▶ _RAW DATA_
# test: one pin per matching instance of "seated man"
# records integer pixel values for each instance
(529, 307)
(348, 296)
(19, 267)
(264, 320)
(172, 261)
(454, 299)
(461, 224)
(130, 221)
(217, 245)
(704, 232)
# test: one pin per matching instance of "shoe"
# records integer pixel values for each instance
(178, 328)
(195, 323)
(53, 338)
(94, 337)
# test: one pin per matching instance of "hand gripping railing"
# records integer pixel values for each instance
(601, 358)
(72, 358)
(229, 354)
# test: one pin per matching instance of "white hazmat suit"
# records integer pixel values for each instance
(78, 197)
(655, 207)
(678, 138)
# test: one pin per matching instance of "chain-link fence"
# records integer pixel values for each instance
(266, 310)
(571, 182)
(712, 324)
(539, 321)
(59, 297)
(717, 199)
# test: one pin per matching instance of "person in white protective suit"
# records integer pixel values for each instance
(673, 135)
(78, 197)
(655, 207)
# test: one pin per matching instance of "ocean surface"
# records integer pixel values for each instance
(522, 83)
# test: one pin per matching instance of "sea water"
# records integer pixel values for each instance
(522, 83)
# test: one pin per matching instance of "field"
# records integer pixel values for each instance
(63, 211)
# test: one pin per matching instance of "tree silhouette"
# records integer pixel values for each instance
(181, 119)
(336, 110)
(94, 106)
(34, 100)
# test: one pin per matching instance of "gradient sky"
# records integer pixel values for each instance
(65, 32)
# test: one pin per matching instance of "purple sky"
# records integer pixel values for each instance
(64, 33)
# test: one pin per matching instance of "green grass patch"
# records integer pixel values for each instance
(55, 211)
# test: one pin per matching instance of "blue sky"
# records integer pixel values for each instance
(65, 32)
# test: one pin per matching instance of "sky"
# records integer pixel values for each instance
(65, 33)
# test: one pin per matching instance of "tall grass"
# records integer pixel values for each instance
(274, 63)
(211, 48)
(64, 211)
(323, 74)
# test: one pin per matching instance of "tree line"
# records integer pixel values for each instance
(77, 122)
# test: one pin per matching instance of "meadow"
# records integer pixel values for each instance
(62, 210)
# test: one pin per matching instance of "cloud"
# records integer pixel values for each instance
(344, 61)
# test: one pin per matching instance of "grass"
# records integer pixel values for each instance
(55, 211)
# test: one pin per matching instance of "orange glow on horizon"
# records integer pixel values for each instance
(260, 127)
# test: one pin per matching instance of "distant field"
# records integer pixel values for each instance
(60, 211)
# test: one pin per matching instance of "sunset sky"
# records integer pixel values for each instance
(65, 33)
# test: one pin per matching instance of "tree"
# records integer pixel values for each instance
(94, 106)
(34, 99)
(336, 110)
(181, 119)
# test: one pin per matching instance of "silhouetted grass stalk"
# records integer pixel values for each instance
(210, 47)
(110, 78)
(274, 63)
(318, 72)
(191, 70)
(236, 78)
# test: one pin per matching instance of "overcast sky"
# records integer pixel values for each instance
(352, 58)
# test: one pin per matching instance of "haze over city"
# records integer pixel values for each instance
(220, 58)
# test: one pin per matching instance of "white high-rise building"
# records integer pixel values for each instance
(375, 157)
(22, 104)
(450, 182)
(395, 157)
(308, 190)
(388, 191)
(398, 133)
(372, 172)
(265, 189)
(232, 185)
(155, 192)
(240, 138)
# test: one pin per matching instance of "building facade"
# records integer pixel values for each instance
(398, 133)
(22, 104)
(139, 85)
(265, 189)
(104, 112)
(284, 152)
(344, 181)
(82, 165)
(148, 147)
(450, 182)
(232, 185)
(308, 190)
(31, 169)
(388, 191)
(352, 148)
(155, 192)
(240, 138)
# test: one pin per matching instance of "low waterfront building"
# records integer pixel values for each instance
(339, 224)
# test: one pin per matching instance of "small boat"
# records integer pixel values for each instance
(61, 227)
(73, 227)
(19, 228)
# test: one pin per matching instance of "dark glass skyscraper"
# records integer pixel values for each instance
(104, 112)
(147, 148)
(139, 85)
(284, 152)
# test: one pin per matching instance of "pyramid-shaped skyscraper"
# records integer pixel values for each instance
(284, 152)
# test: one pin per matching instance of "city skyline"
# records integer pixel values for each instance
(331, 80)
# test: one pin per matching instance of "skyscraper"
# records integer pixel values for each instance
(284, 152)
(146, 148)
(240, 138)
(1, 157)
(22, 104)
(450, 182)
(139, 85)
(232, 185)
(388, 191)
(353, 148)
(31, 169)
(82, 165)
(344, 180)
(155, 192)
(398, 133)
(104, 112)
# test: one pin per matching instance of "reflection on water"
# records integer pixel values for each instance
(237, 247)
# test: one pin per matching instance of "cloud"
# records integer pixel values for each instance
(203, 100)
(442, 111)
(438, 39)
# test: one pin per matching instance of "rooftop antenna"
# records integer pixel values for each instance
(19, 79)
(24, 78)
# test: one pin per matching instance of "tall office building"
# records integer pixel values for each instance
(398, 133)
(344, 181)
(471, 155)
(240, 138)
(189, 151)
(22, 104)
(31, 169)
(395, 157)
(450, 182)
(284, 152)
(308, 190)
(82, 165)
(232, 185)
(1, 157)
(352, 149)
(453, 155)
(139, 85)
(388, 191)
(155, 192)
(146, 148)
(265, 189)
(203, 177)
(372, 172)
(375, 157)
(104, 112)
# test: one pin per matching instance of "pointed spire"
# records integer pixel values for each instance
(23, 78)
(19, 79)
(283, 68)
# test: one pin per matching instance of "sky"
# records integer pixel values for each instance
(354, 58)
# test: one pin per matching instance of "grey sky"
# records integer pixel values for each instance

▶ _SHORT EXERCISE_
Please quote the records above exactly, without skipping a line.

▶ _WRITTEN ANSWER_
# test: one pin per matching instance of "seated man"
# records integer pixel values for each instance
(529, 307)
(348, 296)
(19, 267)
(264, 320)
(172, 261)
(454, 299)
(461, 224)
(130, 221)
(217, 245)
(704, 232)
# test: one pin per matching instance of "shoe"
# records integer pixel values for each instance
(178, 328)
(195, 323)
(53, 338)
(94, 337)
# test: one pin per matching instance of "hand gripping railing"
# records integer pixel values for each instance
(601, 358)
(72, 358)
(229, 354)
# test: one pin per matching instance of "white hazmat suit"
# records integer pixel values for each instance
(78, 197)
(655, 207)
(678, 138)
# test: one pin per matching instance of "chain-link fence"
# records integer pixel values for each instance
(266, 310)
(571, 182)
(712, 324)
(539, 321)
(59, 297)
(717, 199)
# test: one pin per matching instance of "person in white protective suit"
# records integer pixel values for each instance
(673, 135)
(78, 197)
(655, 207)
# test: one pin per matching instance of "ocean surface"
# records integer pixel values for each instance
(522, 83)
# test: one pin per matching instance of "sea water"
# records integer pixel values for each instance
(522, 83)
# test: one pin per matching instance of "field"
# records integer pixel values for each instance
(63, 211)
# test: one pin per matching instance of "tree silhouette"
# records integer pixel values for each instance
(181, 119)
(336, 110)
(94, 106)
(34, 100)
# test: one pin per matching instance of "gradient sky"
# records integer pixel values for each instance
(65, 32)
# test: one pin per matching instance of "purple sky"
# records integer pixel values for each instance
(64, 33)
# test: one pin per matching instance of "green grass patch"
# records integer pixel values for each instance
(55, 211)
# test: one pin per matching instance of "blue sky"
# records integer pixel values for each instance
(65, 32)
# test: one pin per matching instance of "sky"
# records integer pixel values for each instance
(65, 33)
# test: one pin per matching instance of "tall grass"
# records integer pixel values for each instance
(274, 63)
(211, 48)
(64, 211)
(323, 74)
# test: one pin per matching instance of "tree line"
# records integer pixel values for each instance
(77, 122)
# test: one pin per matching instance of "meadow"
# records integer pixel values for each instance
(62, 210)
# test: one pin per matching instance of "cloud"
# records integer pixel values for each instance
(344, 61)
# test: one pin per matching instance of "grass"
# records integer pixel values for each instance
(55, 211)
# test: one pin per matching instance of "orange glow on horizon"
# records integer pixel values for each instance
(260, 127)
# test: one pin per matching instance of "distant field"
# records integer pixel values for each instance
(60, 211)
# test: one pin per matching instance of "sunset sky"
# records integer pixel values for each instance
(65, 33)
# test: one pin per matching instance of "tree"
# records integer pixel values for each instance
(94, 106)
(34, 99)
(336, 110)
(181, 119)
# test: one pin per matching instance of "silhouetted grass stalk"
# records integer pixel values for each instance
(210, 47)
(110, 78)
(274, 63)
(318, 72)
(191, 70)
(236, 78)
# test: one pin per matching instance of "overcast sky"
# records integer pixel values for each instance
(352, 58)
# test: one pin per matching instance of "haze over city"
# records integer pixel values for each instance
(220, 58)
# test: one pin per matching instance of "white high-rise building"
# records integer pixel values for each instance
(375, 157)
(22, 104)
(450, 182)
(395, 157)
(308, 190)
(388, 191)
(398, 133)
(372, 172)
(265, 189)
(232, 185)
(155, 192)
(240, 138)
# test: one pin per matching instance of "building facade"
# records integer pixel values for each instance
(398, 133)
(22, 104)
(139, 85)
(265, 189)
(104, 112)
(284, 152)
(344, 181)
(82, 165)
(148, 147)
(450, 182)
(232, 185)
(308, 190)
(31, 169)
(388, 191)
(352, 148)
(155, 192)
(240, 138)
# test: one pin per matching instance of "low waterfront building"
# records integer pixel values for each instance
(339, 224)
# test: one pin per matching instance of "small boat"
# records integer pixel values for each instance
(61, 227)
(73, 227)
(19, 228)
# test: one pin per matching instance of "dark glass skyscraper"
# records integer pixel values for each instance
(104, 112)
(147, 148)
(139, 85)
(284, 152)
# test: one pin per matching instance of "pyramid-shaped skyscraper"
# records integer pixel values for each instance
(284, 152)
# test: one pin per matching instance of "city skyline"
# records integer pixel values for each instance
(331, 80)
# test: one pin per matching instance of "skyscraper"
# records integer pixel values for each instance
(284, 152)
(146, 148)
(240, 138)
(1, 157)
(22, 104)
(450, 182)
(139, 85)
(232, 185)
(388, 191)
(353, 148)
(31, 169)
(82, 165)
(344, 180)
(155, 192)
(398, 133)
(104, 112)
# test: one pin per matching instance of "reflection on water"
# records integer pixel values for each instance
(237, 247)
# test: one pin per matching instance of "cloud"
# records integer pixel values for each instance
(203, 100)
(442, 111)
(438, 39)
# test: one pin per matching instance of "rooftop antenna"
# records integer pixel values for each instance
(19, 79)
(24, 78)
# test: one pin per matching instance of "tall office building"
# records integer pixel values for each instance
(398, 133)
(344, 181)
(471, 155)
(240, 138)
(189, 151)
(22, 104)
(31, 169)
(395, 157)
(450, 182)
(284, 152)
(308, 190)
(82, 165)
(232, 185)
(1, 157)
(352, 149)
(453, 155)
(139, 85)
(388, 191)
(155, 192)
(146, 148)
(265, 189)
(203, 177)
(372, 172)
(375, 157)
(104, 112)
# test: one pin per matching instance of "pointed spire"
# records integer pixel values for each instance
(23, 78)
(19, 79)
(283, 68)
# test: one pin per matching instance of "sky"
# records integer pixel values for each instance
(354, 58)
# test: one pin per matching instance of "grey sky"
# records integer pixel values for each instance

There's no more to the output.